─── Selected extract ───
Amadeus Pro supports a variety of popular sound formats, as well as its own Amadeus format. Most formats have some limitations that prevent them from being able to represent an Amadeus Pro document faithfully. It is therefore recommended to always work in the Amadeus format and to export the document to a standard format only in the very last step. The shortcomings of the various formats will be explained below.

As a general fact, sound documents can take up a large amount of disk space, and so many formats include some compression algorithm aimed at minimising the size of the resulting file. There are two families of such compression algorithms: lossy algorithms and lossless algorithms. Lossy algorithms allow for high compression rates, but this comes at the cost of a loss of information. In other words, every time you decode a document compressed with a lossy algorithm (for example to edit it) and then save it back, the sound will lose a bit of its quality. Lossless algorithms on the other hand preserve the data in its entirety, so that there is no loss of quality coming from successive edits. The downside of course is that lossless algorithms do not usually achieve very high compression rates.

If you wish to edit a file encoded with a lossy algorithm, it is therefore recommended to save intermediate steps of the editing process to an uncompressed format or a format using a lossless algorithm. Typical lossy algorithms are Mp3, AAC and Ogg Vorbis. The AIFF andWAVE formats store uncompressed data by default but also allow you to use lossy compression algorithms like µ-Law, a-Law, MACE-3, MACE- 6, QDesign Music 2, and AMR Narrowband. It is beyond the scope of this manual to discuss the suitability of these algorithms for various applications. (Please don’t send me emails asking for advice. Try to experiment by yourself or look for advice on the internet, there is plenty of information available online.) Typical lossless algorithms are FLAC and Apple Lossless.
─── Data lines ───
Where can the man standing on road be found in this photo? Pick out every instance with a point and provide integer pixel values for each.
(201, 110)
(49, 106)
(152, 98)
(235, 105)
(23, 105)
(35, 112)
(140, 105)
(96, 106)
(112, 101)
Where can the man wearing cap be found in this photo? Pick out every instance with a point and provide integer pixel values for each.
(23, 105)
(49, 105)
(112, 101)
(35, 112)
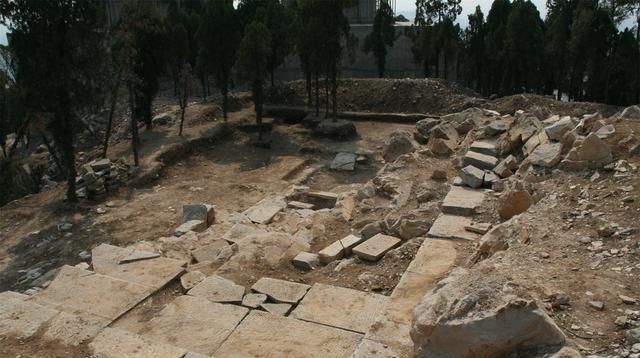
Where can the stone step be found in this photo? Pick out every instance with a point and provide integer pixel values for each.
(462, 201)
(340, 307)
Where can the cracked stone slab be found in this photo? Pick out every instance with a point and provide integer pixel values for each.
(265, 210)
(266, 335)
(195, 324)
(281, 291)
(153, 273)
(116, 343)
(218, 289)
(452, 227)
(77, 291)
(374, 248)
(21, 317)
(340, 307)
(462, 201)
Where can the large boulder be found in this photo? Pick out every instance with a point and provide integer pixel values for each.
(470, 314)
(400, 142)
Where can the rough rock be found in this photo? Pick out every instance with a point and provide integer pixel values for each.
(306, 261)
(546, 155)
(514, 202)
(472, 176)
(468, 315)
(556, 130)
(400, 142)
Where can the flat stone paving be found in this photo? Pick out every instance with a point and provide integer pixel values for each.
(340, 307)
(462, 201)
(194, 324)
(218, 289)
(77, 291)
(116, 343)
(452, 227)
(374, 248)
(266, 335)
(20, 317)
(153, 273)
(281, 291)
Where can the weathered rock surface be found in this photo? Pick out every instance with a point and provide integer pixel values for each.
(468, 315)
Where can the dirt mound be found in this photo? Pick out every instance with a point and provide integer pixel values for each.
(434, 96)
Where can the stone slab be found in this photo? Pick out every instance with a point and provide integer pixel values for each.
(202, 212)
(333, 252)
(340, 307)
(281, 291)
(280, 309)
(349, 242)
(79, 291)
(373, 349)
(73, 329)
(462, 201)
(344, 161)
(20, 317)
(264, 211)
(116, 343)
(484, 147)
(191, 225)
(480, 161)
(265, 335)
(452, 227)
(152, 273)
(218, 289)
(209, 252)
(374, 248)
(254, 300)
(195, 324)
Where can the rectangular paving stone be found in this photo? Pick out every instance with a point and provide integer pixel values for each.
(333, 252)
(265, 210)
(116, 343)
(374, 248)
(350, 242)
(195, 324)
(265, 335)
(452, 227)
(21, 317)
(153, 273)
(281, 291)
(462, 201)
(340, 307)
(79, 291)
(218, 289)
(481, 161)
(484, 147)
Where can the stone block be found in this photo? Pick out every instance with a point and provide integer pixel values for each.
(481, 161)
(374, 248)
(218, 289)
(333, 252)
(306, 260)
(281, 291)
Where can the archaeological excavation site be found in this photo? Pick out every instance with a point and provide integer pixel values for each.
(465, 228)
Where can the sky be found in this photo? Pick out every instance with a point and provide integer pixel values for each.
(408, 8)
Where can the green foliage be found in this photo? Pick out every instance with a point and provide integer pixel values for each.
(253, 63)
(219, 36)
(383, 35)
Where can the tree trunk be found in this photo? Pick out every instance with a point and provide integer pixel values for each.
(134, 128)
(258, 107)
(317, 94)
(112, 110)
(334, 93)
(326, 95)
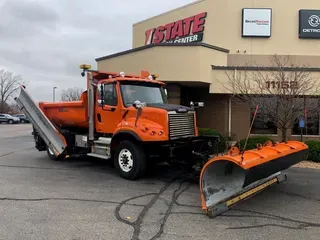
───
What to work on -
Answer these questions using the passage on sound formats:
(a) In which format does the passage recommend working until the very last step?
(b) What downside of lossless algorithms does it mention?
(c) Which two lossless algorithms does it name as typical?
The data come from a separate source.

Correct response -
(a) The Amadeus format.
(b) They do not usually achieve very high compression rates.
(c) FLAC and Apple Lossless.